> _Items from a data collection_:
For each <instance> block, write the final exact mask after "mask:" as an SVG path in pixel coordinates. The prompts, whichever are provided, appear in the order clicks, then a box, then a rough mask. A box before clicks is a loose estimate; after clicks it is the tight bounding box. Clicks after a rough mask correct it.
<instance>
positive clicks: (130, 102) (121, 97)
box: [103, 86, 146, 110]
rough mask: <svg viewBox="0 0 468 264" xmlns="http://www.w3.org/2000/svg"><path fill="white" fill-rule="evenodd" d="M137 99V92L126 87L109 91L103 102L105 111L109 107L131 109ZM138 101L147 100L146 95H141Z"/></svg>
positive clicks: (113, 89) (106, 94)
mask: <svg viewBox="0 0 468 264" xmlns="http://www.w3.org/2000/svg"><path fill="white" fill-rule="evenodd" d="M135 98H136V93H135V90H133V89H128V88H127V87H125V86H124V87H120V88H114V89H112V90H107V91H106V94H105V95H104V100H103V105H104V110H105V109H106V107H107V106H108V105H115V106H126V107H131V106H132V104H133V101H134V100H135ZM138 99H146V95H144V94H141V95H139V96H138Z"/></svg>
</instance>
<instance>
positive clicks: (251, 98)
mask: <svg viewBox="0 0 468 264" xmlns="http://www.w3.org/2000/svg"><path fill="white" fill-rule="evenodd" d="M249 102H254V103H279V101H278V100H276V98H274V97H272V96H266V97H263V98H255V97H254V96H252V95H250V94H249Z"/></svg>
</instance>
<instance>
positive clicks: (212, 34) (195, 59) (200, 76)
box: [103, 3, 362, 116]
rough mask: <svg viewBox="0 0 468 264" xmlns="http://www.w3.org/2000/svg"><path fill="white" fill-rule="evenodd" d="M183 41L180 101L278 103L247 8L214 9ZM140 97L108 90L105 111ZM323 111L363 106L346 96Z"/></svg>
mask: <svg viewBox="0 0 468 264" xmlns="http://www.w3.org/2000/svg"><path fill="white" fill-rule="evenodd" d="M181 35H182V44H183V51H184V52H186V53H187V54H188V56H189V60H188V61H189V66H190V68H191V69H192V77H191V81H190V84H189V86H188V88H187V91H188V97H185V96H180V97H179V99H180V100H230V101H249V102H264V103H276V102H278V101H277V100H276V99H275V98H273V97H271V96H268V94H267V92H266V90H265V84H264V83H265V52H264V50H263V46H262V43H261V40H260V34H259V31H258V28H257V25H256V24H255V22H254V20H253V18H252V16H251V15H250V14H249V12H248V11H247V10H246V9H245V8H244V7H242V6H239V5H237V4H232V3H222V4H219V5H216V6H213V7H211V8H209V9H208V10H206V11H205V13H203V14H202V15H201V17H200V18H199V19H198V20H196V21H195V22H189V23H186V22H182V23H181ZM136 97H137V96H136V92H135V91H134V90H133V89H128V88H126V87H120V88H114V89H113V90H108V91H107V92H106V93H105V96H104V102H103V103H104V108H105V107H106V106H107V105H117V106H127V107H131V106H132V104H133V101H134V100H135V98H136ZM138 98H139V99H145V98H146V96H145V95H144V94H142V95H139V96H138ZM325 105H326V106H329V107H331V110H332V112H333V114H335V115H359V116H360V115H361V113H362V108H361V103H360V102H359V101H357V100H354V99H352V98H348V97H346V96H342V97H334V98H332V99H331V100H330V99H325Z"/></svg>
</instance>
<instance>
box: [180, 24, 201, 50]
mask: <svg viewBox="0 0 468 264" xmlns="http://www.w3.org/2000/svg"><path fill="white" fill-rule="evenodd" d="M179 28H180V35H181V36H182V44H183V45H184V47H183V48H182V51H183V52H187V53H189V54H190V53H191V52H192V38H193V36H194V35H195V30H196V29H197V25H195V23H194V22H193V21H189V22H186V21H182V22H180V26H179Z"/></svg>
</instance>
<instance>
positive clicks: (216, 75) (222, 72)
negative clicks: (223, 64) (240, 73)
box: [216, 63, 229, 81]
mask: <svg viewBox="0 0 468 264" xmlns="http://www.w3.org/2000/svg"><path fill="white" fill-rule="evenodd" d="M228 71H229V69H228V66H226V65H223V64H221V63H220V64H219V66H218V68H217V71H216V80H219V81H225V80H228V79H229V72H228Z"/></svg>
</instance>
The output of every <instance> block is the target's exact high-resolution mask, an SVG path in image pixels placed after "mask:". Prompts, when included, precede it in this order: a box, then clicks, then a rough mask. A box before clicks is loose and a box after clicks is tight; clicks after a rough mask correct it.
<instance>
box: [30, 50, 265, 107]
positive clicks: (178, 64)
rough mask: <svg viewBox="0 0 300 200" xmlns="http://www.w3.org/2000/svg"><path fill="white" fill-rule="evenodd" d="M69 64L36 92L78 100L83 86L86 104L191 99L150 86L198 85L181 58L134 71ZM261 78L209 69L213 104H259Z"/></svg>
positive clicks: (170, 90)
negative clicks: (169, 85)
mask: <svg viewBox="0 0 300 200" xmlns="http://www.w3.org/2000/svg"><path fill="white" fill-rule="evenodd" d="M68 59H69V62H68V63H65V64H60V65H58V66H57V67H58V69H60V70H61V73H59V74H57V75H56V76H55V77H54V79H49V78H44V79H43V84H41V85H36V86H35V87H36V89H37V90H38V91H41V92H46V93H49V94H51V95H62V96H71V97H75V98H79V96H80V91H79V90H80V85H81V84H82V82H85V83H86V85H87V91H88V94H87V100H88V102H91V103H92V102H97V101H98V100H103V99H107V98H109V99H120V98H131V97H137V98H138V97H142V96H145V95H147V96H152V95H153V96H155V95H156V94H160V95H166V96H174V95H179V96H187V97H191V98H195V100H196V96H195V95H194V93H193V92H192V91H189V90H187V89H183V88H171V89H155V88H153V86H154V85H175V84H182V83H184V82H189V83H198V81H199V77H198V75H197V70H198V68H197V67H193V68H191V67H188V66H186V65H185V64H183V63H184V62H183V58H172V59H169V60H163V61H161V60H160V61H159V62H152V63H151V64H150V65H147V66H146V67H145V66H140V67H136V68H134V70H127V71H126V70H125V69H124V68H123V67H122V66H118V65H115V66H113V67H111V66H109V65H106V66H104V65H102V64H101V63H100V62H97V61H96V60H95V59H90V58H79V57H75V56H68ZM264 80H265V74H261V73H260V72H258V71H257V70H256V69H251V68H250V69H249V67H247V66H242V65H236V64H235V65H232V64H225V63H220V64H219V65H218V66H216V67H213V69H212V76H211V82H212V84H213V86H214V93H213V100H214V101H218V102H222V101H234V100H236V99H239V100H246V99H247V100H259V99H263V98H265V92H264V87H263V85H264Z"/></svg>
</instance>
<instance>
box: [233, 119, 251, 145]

> _What is needed_: Copy out every item above word for word.

> _Final answer_:
For each <instance> block, write the final exact mask after "mask:" as an SVG path in pixel coordinates. The prompts, whichever are provided, appear in the order clicks, then a box, then a rough mask. A box before clicks is a loose estimate; after clicks it is the tight bounding box. Clicks after a rough mask correct it.
<instance>
positive clicks: (130, 102) (121, 97)
box: [103, 86, 146, 110]
rough mask: <svg viewBox="0 0 468 264" xmlns="http://www.w3.org/2000/svg"><path fill="white" fill-rule="evenodd" d="M137 99V92L126 87L109 91L103 102L105 111L109 107L131 109ZM138 101L147 100L146 95H141Z"/></svg>
positive clicks: (113, 89) (106, 94)
mask: <svg viewBox="0 0 468 264" xmlns="http://www.w3.org/2000/svg"><path fill="white" fill-rule="evenodd" d="M135 98H136V93H135V90H133V89H128V88H127V87H125V86H124V87H120V88H114V89H112V90H107V91H106V94H105V95H104V100H103V105H104V110H105V109H106V107H107V106H108V105H115V106H126V107H131V106H132V104H133V101H134V100H135ZM138 99H146V95H144V94H141V95H139V96H138Z"/></svg>
</instance>
<instance>
positive clicks: (251, 98)
mask: <svg viewBox="0 0 468 264" xmlns="http://www.w3.org/2000/svg"><path fill="white" fill-rule="evenodd" d="M249 102H254V103H279V101H278V100H276V98H274V97H272V96H266V97H263V98H255V97H254V96H252V95H250V94H249Z"/></svg>
</instance>
<instance>
positive clicks: (212, 34) (195, 59) (200, 76)
box: [103, 3, 362, 116]
rough mask: <svg viewBox="0 0 468 264" xmlns="http://www.w3.org/2000/svg"><path fill="white" fill-rule="evenodd" d="M183 41L180 101L278 103L247 8L214 9ZM140 97L108 90L105 111ZM323 111L363 106L346 96Z"/></svg>
mask: <svg viewBox="0 0 468 264" xmlns="http://www.w3.org/2000/svg"><path fill="white" fill-rule="evenodd" d="M181 35H182V44H183V51H184V52H186V53H187V54H188V56H189V60H188V61H189V66H190V68H191V69H192V77H191V81H190V84H189V86H188V88H187V91H188V97H185V96H180V97H179V99H180V100H230V101H249V102H264V103H276V102H278V101H277V100H276V99H275V98H273V97H271V96H268V94H267V92H266V90H265V84H264V83H265V52H264V50H263V46H262V43H261V40H260V34H259V31H258V28H257V25H256V24H255V22H254V20H253V18H252V16H251V15H250V14H249V12H248V11H247V10H246V9H245V8H244V7H242V6H239V5H237V4H232V3H222V4H219V5H216V6H213V7H211V8H209V9H208V10H206V11H205V13H203V14H202V15H201V17H200V18H199V19H198V20H196V21H195V22H189V23H186V22H182V23H181ZM136 97H137V96H136V92H135V91H134V90H133V89H128V88H126V87H120V88H114V89H113V90H108V91H107V92H106V93H105V96H104V102H103V103H104V108H105V107H106V106H107V105H117V106H127V107H131V106H132V104H133V101H134V100H135V98H136ZM138 98H139V99H145V98H146V96H145V95H144V94H142V95H139V96H138ZM325 105H326V106H329V107H331V110H332V112H333V114H335V115H359V116H360V115H361V113H362V108H361V103H360V102H359V101H357V100H354V99H352V98H348V97H346V96H342V97H334V98H332V99H331V100H330V99H325Z"/></svg>
</instance>
<instance>
box: [180, 24, 201, 50]
mask: <svg viewBox="0 0 468 264" xmlns="http://www.w3.org/2000/svg"><path fill="white" fill-rule="evenodd" d="M179 28H180V35H181V36H182V44H183V45H184V47H183V48H182V51H183V52H187V53H189V54H190V53H191V52H192V38H193V36H194V35H195V30H196V29H197V25H195V23H194V22H193V21H189V22H186V21H182V22H180V26H179Z"/></svg>
</instance>
<instance>
positive clicks: (216, 75) (222, 72)
negative clicks: (223, 64) (240, 73)
box: [216, 63, 229, 81]
mask: <svg viewBox="0 0 468 264" xmlns="http://www.w3.org/2000/svg"><path fill="white" fill-rule="evenodd" d="M228 71H229V69H228V66H226V65H223V64H221V63H220V64H219V66H218V68H217V71H216V80H219V81H225V80H228V79H229V72H228Z"/></svg>
</instance>
The output of every <instance> block is the target's exact high-resolution mask, an SVG path in image pixels placed after "mask:". Prompts, when included, precede it in this order: a box, then clicks, then a rough mask. A box before clicks is loose and a box after clicks is tight; clicks after a rough mask correct it.
<instance>
box: [30, 50, 265, 107]
positive clicks: (178, 64)
rough mask: <svg viewBox="0 0 300 200" xmlns="http://www.w3.org/2000/svg"><path fill="white" fill-rule="evenodd" d="M69 64L36 92L78 100L83 86L86 104L191 99L150 86L198 85L181 58L134 71ZM261 78L209 69L213 104H259Z"/></svg>
positive clicks: (170, 90)
negative clicks: (169, 85)
mask: <svg viewBox="0 0 300 200" xmlns="http://www.w3.org/2000/svg"><path fill="white" fill-rule="evenodd" d="M68 59H69V62H68V63H65V64H60V65H58V66H57V67H58V69H60V70H61V73H59V74H57V75H56V76H55V77H54V79H49V78H44V79H43V84H41V85H36V86H35V87H36V89H37V90H38V91H41V92H46V93H49V94H51V95H62V96H71V97H75V98H79V96H80V91H79V90H80V85H81V84H82V82H85V83H86V85H87V91H88V94H87V100H88V102H91V103H92V102H97V101H98V100H103V99H107V98H109V99H120V98H131V97H137V98H138V97H142V96H145V95H147V96H152V95H153V96H155V95H156V94H160V95H166V96H174V95H179V96H187V97H191V98H195V100H196V96H195V95H194V93H193V92H192V91H189V90H187V89H183V88H171V89H155V88H153V86H154V85H175V84H182V83H184V82H189V83H198V81H199V77H198V75H197V70H198V68H197V67H193V68H191V67H188V66H186V65H185V64H183V63H184V62H183V58H172V59H169V60H163V61H161V60H160V61H159V62H152V63H151V64H150V65H147V66H146V67H145V66H140V67H136V68H134V70H127V71H126V70H125V69H124V68H123V67H122V66H118V65H115V66H113V67H111V66H109V65H106V66H104V65H102V64H101V63H100V62H97V61H96V60H95V59H90V58H79V57H75V56H68ZM264 80H265V74H261V73H260V72H258V71H257V70H256V69H251V68H250V69H249V67H247V66H242V65H236V64H235V65H232V64H225V63H220V64H219V65H218V66H216V67H213V69H212V76H211V82H212V84H213V86H214V93H213V100H214V101H218V102H222V101H234V100H236V99H239V100H246V99H247V100H259V99H263V98H265V92H264V87H263V85H264Z"/></svg>
</instance>
<instance>
box: [233, 119, 251, 145]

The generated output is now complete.